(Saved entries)
■ ■ ■ ■ ■
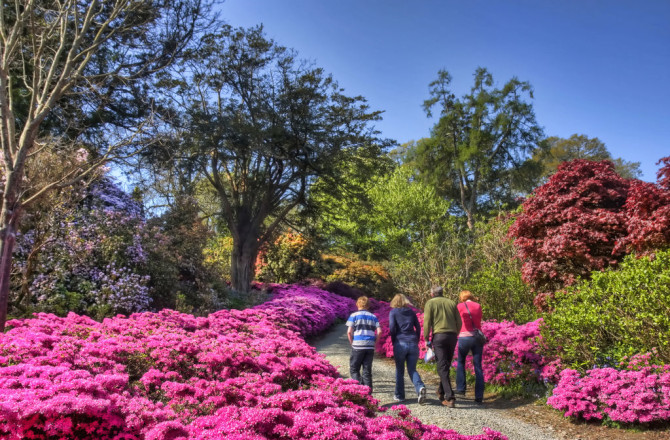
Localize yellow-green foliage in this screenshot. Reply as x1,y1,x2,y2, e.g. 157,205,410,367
203,235,233,281
542,250,670,369
323,255,395,300
256,231,321,283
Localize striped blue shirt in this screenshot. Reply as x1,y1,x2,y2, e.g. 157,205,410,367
347,310,380,350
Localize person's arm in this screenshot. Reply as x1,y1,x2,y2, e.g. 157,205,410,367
412,313,421,341
454,304,463,333
423,302,433,344
389,309,398,344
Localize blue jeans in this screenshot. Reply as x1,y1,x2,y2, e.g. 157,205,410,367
393,342,425,400
456,336,484,400
349,348,375,394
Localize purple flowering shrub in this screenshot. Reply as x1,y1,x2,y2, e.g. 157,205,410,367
0,286,505,440
372,300,560,385
547,353,670,424
14,179,151,318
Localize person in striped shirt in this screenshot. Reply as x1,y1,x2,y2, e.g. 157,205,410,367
347,296,381,394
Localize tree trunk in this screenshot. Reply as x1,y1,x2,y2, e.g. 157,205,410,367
0,221,16,332
230,234,259,292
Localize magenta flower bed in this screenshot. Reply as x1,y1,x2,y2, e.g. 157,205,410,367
547,355,670,424
0,286,505,440
372,301,560,385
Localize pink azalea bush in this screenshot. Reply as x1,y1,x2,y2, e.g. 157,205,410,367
0,286,505,440
372,301,560,385
547,353,670,424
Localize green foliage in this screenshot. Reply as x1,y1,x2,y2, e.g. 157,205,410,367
408,68,542,228
542,250,670,370
533,134,642,179
318,255,396,301
464,217,538,324
315,166,449,260
148,26,381,292
256,231,321,283
203,235,233,281
146,198,225,313
390,217,473,306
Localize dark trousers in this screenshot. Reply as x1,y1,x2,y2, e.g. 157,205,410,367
433,333,458,400
456,336,484,400
349,349,375,394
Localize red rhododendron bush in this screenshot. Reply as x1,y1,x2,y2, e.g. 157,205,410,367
547,353,670,424
372,301,560,385
0,286,505,440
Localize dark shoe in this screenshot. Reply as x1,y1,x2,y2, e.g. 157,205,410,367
442,400,456,408
419,387,426,405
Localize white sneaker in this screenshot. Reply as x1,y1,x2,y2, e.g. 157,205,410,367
419,387,426,405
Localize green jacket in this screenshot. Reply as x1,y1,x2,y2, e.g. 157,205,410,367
423,296,463,341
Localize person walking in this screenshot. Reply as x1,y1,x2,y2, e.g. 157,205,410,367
456,290,484,403
423,286,463,408
389,293,426,405
346,296,381,394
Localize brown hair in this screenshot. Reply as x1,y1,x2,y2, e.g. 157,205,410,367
356,296,370,310
391,293,412,309
458,290,475,302
430,286,444,296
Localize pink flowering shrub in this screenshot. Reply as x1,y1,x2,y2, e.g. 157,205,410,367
0,286,505,440
547,353,670,424
371,301,560,385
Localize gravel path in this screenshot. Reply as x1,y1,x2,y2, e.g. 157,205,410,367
313,324,559,440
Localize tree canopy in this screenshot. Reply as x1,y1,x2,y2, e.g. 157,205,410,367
150,26,388,291
533,134,642,179
409,68,542,228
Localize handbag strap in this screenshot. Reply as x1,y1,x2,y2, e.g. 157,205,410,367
463,301,479,330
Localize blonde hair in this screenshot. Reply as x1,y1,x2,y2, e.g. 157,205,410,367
391,293,412,309
458,290,475,302
356,296,370,310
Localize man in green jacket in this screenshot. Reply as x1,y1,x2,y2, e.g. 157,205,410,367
423,286,462,408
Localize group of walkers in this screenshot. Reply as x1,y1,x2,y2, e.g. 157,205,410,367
346,286,484,408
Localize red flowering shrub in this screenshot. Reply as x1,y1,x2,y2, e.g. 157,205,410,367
614,180,670,253
509,158,670,306
509,160,630,300
656,156,670,190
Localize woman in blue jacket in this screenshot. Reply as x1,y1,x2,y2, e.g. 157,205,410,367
389,293,426,405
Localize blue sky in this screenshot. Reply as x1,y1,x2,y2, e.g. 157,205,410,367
220,0,670,181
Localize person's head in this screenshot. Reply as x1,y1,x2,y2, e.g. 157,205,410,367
391,293,412,309
356,296,370,310
458,290,475,302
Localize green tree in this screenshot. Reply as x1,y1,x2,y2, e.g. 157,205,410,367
149,26,386,292
410,68,542,228
0,0,213,329
533,134,642,179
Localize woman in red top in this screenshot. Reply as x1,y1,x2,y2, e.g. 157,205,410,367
454,290,484,403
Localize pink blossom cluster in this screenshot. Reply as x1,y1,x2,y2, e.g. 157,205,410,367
547,353,670,424
371,301,560,385
0,286,505,440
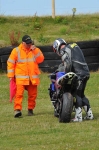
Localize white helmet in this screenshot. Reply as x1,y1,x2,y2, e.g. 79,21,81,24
53,38,67,55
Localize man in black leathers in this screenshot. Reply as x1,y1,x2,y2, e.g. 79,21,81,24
53,38,94,122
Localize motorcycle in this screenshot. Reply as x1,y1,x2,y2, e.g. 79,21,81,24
48,72,78,123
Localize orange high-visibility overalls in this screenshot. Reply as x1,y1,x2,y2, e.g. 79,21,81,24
7,44,44,110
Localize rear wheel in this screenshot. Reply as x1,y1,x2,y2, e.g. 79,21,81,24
59,93,73,123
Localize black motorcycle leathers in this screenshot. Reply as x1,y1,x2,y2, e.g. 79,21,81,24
61,43,90,111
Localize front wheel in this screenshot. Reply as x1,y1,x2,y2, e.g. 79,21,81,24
59,93,73,123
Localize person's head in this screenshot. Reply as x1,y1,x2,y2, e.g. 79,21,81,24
53,38,67,56
22,35,34,49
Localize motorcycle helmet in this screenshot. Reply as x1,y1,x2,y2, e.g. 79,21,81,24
53,38,67,56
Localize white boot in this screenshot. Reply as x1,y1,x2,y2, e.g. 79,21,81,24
83,106,94,120
72,107,82,122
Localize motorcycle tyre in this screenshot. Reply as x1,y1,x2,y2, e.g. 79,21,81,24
59,93,73,123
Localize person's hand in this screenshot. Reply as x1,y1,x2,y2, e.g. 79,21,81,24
30,45,36,50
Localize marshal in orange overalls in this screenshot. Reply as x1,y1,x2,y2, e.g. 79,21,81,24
7,43,44,115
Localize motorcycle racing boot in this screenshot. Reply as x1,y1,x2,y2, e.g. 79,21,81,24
83,106,94,120
72,107,82,122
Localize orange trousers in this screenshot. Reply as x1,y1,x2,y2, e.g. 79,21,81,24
14,82,37,110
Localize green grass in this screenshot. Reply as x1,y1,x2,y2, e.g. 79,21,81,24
0,13,99,47
0,72,99,150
■ ■ ■ ■ ■
What you have to do ▸ Could you write out everything from the line containing "Localize orange trousers" down to the end of the listing again, swapping "screenshot" for "photo" and leaving everything else unchanged?

Result of this exercise ▸
Localize orange trousers in this photo. Reply as x1,y1,x2,y2, e.g. 79,21,81,24
14,82,37,110
Localize green grass in this photo. Reply as x1,y1,x2,y2, e.g. 79,21,81,24
0,13,99,47
0,72,99,150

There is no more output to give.